*Extract to read*.
A team of researchers, affiliated with UNIST has introduced a novel responsive system, capable of molecular recognition of physicochemically similar mixtures, such as isotopes. This will provide a simple, cost-effective solution for generating heavy hydrogen, which are raw materials essential for nuclear fusion power generation.
Professor Hoi Ri Moon and her research team, in collaboration with Professor Hyunchul Oh from Gyeongnam National University of Science and Technology (GNTECH) and Professor In Hwan Oh from Korea Atomic Energy Research Institute (KAERI) reported a deuterium-selective and responsive system (over hydrogen) for the first time, which can be realized through the second breathing transition of the flexible metal-organic frameworks (MOF), under given temperature and pressures. This has the potential to enable efficient separation of deuterium from gaseous hydrogen. In recognition of that importance, their findings have been featured as a cover page of the July 2020 issue of the Journal of the American Chemical Society (JACS).
The arc reactor, which appears in the movie ‘Iron Man’ uses nuclear fusion power to create explosive energy. Deuterium, which is the raw material of this arc reactor, is a hydrogen isotope that has more neutrons, than ordinary hydrogen. Because deuterium constitutes 0.016% of total hydrogen occurring in nature, separating it from hydrogen has been challenging. As an alternative option, an isotope-selective responsive system based on molecular recognition in porous materials was suggested for the storage and purification of isotopic mixtures, yet it has been considered unachievable because of the almost identical physicochemical properties of the isotopes.
In the study, Professor Moon and her research team reported a unique isotope-responsive breathing transition of the flexible metal-organic framework (MOF), MIL-53(Al), which can selectively recognize and respond to only D2 molecules through a secondary breathing transition. This interesting isotope-responsive breathing phenomenon of MIL-53(Al) was observed using H2 and D2 sorption analyses measured at temperatures ranging from the boiling point (20 K for H2 and 23 K for D2) to 60 K and pressure ranging limited up to 1 bar due to a technical limitation.

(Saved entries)
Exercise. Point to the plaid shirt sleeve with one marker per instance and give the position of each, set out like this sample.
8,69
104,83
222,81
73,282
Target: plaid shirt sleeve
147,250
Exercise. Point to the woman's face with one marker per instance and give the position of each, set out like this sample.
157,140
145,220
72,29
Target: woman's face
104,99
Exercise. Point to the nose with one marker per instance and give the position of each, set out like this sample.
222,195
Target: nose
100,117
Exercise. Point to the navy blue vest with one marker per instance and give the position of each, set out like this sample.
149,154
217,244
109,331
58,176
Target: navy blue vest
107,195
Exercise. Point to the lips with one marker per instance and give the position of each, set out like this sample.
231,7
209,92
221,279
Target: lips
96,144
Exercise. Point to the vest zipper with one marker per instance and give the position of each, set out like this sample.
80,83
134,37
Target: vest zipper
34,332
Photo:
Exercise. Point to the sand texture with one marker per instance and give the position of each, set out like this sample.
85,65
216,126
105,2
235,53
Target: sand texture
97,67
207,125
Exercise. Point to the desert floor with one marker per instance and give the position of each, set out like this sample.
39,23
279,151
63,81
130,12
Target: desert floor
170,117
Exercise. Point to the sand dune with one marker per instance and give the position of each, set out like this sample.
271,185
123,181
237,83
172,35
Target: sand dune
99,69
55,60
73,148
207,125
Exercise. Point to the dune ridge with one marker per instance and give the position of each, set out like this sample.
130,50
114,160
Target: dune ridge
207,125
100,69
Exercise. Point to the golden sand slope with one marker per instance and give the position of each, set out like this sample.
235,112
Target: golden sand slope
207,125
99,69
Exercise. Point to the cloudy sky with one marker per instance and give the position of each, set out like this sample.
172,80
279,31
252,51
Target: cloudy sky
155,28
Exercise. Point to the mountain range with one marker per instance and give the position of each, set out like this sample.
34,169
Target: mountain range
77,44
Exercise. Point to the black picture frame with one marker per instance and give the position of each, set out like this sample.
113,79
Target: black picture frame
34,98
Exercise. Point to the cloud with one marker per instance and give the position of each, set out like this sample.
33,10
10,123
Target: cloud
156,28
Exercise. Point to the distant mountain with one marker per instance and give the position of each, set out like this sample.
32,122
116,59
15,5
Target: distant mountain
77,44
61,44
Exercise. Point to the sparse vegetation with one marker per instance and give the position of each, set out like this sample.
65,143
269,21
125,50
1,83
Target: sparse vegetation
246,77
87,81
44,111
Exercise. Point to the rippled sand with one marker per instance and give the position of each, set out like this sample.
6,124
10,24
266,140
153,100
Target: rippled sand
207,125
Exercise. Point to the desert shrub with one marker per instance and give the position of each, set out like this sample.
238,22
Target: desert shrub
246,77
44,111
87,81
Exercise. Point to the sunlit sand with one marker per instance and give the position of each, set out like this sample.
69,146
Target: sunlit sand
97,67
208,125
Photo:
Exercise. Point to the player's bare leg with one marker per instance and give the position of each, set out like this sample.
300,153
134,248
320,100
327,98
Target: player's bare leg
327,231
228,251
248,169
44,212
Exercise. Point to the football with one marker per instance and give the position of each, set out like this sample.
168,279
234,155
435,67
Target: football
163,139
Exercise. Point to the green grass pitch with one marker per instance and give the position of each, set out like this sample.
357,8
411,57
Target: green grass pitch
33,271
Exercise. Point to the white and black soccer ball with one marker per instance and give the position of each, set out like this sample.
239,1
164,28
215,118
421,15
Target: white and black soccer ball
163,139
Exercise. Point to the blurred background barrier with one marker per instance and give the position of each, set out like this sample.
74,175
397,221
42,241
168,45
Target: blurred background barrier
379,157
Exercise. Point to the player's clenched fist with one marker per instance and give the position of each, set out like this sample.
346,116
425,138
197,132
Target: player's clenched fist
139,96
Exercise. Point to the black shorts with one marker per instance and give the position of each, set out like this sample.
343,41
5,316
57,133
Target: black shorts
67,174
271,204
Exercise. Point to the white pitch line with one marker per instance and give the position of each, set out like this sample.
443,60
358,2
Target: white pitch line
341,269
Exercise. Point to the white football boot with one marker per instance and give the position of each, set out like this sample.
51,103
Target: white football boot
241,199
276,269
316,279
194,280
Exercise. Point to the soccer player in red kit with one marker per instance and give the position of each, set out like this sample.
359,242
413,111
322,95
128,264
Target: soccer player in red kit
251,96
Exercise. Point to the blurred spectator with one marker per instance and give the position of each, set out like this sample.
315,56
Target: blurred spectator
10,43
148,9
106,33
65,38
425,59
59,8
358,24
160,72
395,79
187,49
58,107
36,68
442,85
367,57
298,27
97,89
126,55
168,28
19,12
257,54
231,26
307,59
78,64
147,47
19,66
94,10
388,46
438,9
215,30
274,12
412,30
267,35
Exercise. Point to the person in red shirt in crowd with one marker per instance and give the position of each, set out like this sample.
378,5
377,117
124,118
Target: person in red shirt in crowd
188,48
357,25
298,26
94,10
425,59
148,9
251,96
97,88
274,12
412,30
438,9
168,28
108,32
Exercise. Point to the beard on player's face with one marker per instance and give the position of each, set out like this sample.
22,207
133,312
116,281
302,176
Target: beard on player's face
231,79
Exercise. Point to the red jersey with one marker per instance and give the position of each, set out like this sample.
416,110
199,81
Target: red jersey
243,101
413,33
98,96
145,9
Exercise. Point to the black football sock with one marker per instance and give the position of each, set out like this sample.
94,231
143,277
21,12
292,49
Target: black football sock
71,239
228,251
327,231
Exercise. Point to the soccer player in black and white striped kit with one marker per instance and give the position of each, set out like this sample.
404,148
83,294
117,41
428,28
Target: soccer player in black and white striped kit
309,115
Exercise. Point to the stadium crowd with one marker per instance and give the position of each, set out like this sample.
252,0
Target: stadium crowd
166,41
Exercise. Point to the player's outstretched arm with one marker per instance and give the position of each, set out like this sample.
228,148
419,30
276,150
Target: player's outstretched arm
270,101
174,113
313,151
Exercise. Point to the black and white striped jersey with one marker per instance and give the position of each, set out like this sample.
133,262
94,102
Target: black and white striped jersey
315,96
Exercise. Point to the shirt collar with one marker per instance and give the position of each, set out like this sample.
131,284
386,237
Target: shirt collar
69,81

==

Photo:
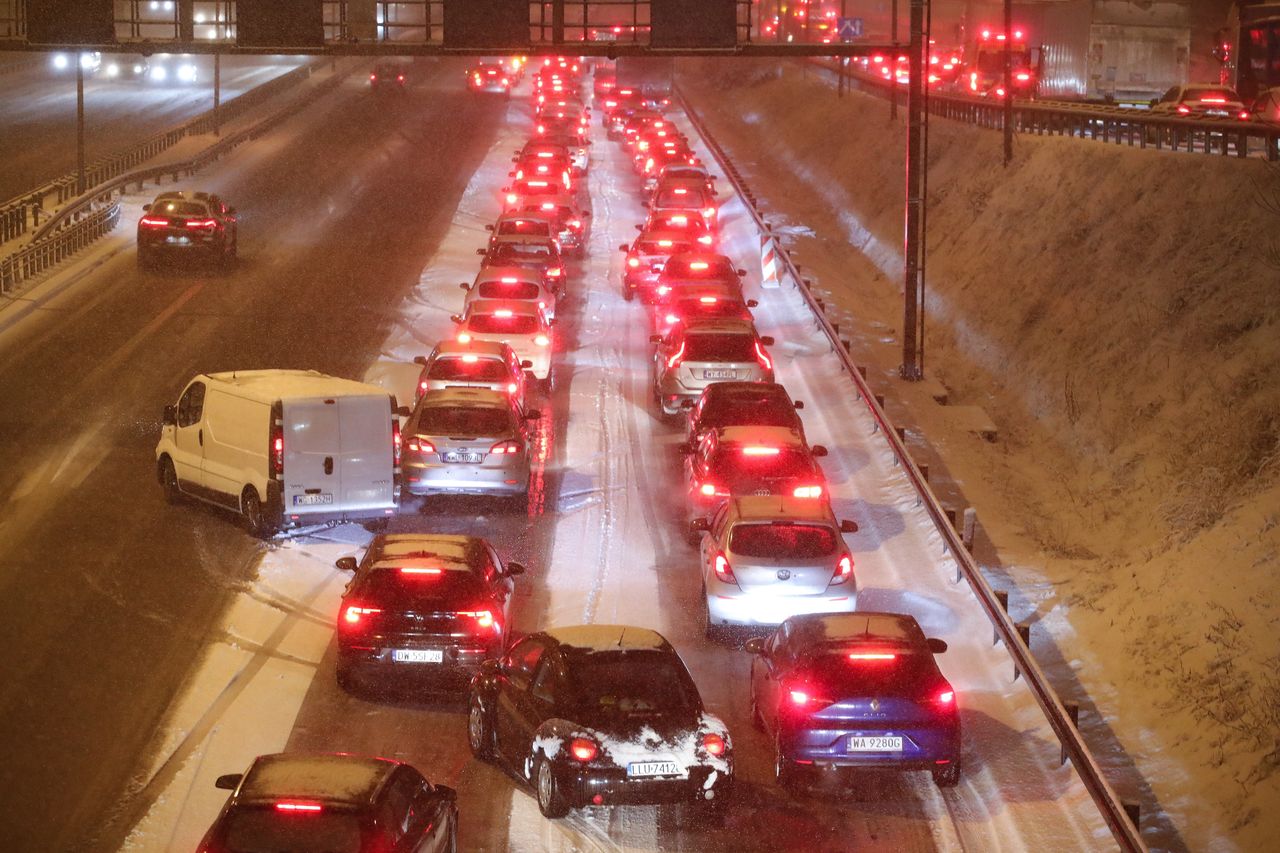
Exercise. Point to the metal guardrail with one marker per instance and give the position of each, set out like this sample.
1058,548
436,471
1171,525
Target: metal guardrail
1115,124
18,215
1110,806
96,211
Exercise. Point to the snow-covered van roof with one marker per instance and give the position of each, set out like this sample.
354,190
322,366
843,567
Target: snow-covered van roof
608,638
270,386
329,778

*Exercise instructions*.
A: List every professor named in the article on deuterium separation.
B: Please transcribe the part of the article on deuterium separation that opens with the words containing "In the study, Professor" and closes with "a technical limitation.".
These rows were taken from a different source.

*Task solutions*.
A:
Hoi Ri Moon
Hyunchul Oh
In Hwan Oh

B:
In the study, Professor Moon and her research team reported a unique isotope-responsive breathing transition of the flexible metal-organic framework (MOF), MIL-53(Al), which can selectively recognize and respond to only D2 molecules through a secondary breathing transition. This interesting isotope-responsive breathing phenomenon of MIL-53(Al) was observed using H2 and D2 sorption analyses measured at temperatures ranging from the boiling point (20 K for H2 and 23 K for D2) to 60 K and pressure ranging limited up to 1 bar due to a technical limitation.